→ Getoonde tekst:
***
Maurice blijkt te bestaan en wordt gevonden. De getrouwde bietenteler ontkent zijn betrokkenheid in alle toonaarden. “Als ik zeg dat ik het niet gedaan heb, dan heb ik het niet gedaan”, is zowat zijn slagzin. Zijn vrouw en haar inwonende moeder geven hem een alibi. Maurice was die nacht gewoon thuis. Er is weliswaar een grote gelijkenis tussen zijn vingerafdruk en die op het toiletraampje, maar geen sluitende overeenkomst die ultieme zekerheid geeft. Na twee weken opsluiting moeten ze Maurice weer laten gaan. Een vage vingerafdruk vormt niet voldoende bewijs om iemand langer op te sluiten. Toch is de verdachte niet lang op vrije voeten. Een maand later zit hij alweer achter de tralies nadat een familielid zijn alibi ontkracht. Maurice was de nacht van de feiten helemaal niet thuis, hij was op de zwier.
***
Gegevens voor het plaatsen van punten

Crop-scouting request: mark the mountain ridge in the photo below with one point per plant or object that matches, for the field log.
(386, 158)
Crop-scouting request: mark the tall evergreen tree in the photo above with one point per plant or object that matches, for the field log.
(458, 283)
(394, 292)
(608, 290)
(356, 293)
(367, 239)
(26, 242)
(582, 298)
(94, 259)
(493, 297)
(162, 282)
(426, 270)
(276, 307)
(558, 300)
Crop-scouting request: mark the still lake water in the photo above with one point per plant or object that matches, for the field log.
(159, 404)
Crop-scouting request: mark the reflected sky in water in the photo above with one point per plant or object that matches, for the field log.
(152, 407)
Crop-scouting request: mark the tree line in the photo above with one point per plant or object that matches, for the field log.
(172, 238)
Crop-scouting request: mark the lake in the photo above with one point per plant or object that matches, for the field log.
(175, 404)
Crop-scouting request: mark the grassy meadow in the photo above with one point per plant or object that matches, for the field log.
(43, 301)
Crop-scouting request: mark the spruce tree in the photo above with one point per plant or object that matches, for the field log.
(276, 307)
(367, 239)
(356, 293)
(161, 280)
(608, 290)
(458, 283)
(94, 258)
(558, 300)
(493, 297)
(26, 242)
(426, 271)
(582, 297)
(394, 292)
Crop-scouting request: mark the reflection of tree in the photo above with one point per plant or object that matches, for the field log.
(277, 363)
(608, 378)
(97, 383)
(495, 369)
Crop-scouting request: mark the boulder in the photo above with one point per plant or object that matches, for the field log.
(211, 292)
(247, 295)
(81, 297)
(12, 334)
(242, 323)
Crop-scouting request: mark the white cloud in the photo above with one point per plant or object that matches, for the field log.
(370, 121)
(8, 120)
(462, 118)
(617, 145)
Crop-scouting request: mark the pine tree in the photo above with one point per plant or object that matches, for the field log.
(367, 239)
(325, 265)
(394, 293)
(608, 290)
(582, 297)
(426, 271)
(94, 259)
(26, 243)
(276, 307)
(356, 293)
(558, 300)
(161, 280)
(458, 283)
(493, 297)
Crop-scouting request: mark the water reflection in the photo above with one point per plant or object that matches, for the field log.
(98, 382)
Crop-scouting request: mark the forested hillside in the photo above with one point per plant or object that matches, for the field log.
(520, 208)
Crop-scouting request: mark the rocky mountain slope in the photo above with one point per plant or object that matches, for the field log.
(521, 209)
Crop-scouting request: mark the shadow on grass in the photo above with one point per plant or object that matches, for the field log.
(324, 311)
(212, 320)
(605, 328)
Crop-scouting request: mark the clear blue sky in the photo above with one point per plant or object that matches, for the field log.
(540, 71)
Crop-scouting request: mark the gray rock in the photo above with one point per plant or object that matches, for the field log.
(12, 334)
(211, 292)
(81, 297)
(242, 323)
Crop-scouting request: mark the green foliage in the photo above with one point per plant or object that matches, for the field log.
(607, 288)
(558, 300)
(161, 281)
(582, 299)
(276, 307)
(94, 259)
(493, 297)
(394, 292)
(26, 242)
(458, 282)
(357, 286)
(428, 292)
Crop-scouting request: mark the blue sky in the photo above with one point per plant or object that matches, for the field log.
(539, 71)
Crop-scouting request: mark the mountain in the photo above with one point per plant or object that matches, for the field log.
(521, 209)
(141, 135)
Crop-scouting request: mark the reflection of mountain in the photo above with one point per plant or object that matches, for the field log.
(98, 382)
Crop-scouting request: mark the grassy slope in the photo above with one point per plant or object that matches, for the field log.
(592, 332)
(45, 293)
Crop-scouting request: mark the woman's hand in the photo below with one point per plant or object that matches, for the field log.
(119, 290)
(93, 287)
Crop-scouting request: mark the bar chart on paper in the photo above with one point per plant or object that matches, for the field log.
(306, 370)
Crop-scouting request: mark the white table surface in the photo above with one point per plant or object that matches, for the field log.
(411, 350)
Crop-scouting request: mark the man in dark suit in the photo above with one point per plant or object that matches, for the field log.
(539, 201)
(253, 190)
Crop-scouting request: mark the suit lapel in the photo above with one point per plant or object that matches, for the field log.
***
→ Vragen en opdrachten:
[A] Geef voor elk van de volgende uitspraken aan of ze klopt met de tekst over Maurice: (i) Maurice werd na twee weken opsluiting weer vrijgelaten. (ii) De vingerafdruk op het toiletraampje kwam sluitend overeen met die van Maurice. (iii) Het alibi van Maurice werd ontkracht door een familielid. Antwoord telkens met ja of nee en citeer letterlijk de woorden uit de tekst die de doorslag geven.
[B] Schrijf het vervolg van de tekst over Maurice, te beginnen na de laatste zin.

→ Antwoorden per opdracht:
[A]
(i) Ja: "Na twee weken opsluiting moeten ze Maurice weer laten gaan."
(ii) Nee: "maar geen sluitende overeenkomst die ultieme zekerheid geeft."
(iii) Ja: "nadat een familielid zijn alibi ontkracht."

[B]
De speurders leggen zijn echtgenote en schoonmoeder opnieuw op de rooster. Na het verhoor laten ze de dames samen achter in een kantoortje, met verborgen afluisterapparatuur. Beide vrouwen vallen door de mand. Maurice was inderdaad niet thuis die nacht, zo blijkt. Ze wilden hem echter niet aan de galg praten omdat hij thuis de enige kostwinner is. Toch vangen de speurders opnieuw bot. Afluisteren is immers een ongeoorloofde onderzoeksdaad en geldt in een rechtbank evenmin als bewijs. Het komt dus niet tot een assisenzaak. De speurders stellen wel elk jaar, en eerder pro forma, een onderzoeksdaad zodat de zaak niet verjaart. Nooit komt er een doorbraak.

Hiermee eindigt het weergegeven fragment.